== RECORDS FOR THIS EXERCISE

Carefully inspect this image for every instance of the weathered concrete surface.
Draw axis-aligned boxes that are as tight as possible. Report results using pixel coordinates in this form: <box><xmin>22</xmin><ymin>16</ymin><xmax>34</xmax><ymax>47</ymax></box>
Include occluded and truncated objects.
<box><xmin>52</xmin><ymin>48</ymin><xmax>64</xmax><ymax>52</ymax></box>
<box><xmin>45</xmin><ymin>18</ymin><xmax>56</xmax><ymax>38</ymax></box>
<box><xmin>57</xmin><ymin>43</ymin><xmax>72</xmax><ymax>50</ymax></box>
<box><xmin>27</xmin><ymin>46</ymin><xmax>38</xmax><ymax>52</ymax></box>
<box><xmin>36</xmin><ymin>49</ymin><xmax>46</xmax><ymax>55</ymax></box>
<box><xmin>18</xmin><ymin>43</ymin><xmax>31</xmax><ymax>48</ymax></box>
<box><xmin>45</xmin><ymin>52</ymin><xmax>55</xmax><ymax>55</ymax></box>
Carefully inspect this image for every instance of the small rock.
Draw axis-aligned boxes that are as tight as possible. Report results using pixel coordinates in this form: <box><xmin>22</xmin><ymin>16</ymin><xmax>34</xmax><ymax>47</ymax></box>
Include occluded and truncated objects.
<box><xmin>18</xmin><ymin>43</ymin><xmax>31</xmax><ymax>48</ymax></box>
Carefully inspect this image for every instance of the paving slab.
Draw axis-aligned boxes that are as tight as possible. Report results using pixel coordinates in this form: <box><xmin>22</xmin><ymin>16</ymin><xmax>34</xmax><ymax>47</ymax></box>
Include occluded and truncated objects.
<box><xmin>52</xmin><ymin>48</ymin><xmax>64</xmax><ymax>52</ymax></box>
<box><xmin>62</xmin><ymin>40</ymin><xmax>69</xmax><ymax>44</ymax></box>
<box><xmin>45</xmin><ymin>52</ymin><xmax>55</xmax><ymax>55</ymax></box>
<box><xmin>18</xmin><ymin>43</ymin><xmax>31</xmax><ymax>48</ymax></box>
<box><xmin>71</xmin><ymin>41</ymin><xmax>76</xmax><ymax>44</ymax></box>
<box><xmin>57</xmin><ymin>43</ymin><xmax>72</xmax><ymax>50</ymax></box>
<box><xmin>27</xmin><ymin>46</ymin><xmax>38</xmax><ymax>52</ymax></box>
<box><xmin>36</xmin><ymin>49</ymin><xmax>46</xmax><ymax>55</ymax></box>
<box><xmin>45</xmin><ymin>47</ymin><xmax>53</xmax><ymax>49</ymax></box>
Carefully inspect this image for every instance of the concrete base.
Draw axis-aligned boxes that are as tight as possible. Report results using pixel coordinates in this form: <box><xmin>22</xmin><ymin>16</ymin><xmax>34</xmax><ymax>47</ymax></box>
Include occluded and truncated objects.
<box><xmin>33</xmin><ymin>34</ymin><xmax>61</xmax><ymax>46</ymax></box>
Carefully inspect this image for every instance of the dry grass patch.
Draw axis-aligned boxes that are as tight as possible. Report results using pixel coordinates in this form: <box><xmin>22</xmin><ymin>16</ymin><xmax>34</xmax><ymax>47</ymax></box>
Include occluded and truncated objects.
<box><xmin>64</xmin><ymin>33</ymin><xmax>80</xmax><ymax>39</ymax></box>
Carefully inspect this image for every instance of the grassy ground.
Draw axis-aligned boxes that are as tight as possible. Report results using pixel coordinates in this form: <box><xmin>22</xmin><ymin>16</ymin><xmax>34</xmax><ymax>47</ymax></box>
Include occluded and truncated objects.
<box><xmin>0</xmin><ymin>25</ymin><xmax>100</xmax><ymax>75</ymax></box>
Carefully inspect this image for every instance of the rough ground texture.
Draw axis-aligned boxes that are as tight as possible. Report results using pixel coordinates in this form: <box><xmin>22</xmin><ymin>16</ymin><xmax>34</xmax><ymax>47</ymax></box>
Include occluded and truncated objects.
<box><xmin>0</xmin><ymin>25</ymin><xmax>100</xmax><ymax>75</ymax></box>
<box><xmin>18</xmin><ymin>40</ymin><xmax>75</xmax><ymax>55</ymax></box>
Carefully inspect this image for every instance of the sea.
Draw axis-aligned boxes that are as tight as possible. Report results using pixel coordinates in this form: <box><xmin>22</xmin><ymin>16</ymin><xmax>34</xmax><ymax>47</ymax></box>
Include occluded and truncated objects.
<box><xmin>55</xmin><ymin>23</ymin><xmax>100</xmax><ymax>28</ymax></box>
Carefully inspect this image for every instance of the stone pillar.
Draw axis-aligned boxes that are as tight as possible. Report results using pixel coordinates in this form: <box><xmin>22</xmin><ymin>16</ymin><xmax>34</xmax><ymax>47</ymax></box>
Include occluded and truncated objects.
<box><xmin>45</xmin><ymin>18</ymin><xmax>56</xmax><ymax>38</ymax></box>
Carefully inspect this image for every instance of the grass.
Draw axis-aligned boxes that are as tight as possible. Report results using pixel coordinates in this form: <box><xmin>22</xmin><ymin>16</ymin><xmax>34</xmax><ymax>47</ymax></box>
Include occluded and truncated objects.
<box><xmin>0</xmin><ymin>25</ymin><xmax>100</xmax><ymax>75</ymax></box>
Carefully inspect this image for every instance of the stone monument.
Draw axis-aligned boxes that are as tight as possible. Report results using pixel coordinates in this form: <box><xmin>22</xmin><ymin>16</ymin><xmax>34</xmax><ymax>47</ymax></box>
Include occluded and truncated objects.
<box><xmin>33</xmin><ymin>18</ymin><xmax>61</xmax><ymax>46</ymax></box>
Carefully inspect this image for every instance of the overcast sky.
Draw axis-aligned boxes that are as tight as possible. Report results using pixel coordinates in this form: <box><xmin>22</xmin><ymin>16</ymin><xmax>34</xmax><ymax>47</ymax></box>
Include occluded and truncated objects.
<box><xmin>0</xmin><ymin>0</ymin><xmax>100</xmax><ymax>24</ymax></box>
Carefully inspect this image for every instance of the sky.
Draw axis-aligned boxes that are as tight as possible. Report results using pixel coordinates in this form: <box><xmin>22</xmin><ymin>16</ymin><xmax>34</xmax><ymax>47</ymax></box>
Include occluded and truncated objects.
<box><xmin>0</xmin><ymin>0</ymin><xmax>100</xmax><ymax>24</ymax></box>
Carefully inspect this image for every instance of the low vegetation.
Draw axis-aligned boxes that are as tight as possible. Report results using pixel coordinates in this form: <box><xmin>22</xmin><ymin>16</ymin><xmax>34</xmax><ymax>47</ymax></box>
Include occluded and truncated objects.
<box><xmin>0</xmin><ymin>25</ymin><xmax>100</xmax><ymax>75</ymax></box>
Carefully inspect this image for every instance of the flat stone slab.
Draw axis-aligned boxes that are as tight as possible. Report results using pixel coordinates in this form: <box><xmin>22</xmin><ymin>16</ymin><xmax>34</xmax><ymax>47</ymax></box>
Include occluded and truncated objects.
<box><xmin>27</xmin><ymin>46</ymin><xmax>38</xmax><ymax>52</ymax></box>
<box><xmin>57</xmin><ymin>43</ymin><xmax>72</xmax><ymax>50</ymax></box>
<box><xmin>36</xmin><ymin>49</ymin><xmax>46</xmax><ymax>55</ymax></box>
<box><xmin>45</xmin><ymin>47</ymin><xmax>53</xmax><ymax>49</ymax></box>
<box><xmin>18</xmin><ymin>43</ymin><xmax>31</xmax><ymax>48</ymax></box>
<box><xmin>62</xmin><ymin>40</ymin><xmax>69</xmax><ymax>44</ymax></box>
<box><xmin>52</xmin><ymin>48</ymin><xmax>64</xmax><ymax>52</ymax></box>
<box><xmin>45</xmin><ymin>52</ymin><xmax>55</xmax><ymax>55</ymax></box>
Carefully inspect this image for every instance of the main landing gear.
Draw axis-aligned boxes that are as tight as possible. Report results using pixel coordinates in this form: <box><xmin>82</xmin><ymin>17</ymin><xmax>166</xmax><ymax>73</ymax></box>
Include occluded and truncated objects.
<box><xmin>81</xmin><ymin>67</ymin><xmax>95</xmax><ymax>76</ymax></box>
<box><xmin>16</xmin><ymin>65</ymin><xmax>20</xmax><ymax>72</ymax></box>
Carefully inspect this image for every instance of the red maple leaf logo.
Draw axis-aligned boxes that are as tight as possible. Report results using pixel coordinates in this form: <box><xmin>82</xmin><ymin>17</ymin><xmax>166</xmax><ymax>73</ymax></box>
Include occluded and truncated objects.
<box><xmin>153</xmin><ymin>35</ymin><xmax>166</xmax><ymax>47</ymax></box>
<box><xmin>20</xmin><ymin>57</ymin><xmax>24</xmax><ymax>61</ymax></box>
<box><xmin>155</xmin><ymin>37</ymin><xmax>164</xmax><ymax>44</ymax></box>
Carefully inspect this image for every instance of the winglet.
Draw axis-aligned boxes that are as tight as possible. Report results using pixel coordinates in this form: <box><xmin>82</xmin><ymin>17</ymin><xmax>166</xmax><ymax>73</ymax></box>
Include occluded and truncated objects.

====

Count the lines above that contain the word "stone" and give only that number.

- [RESPONSE TO THIS EXERCISE] 3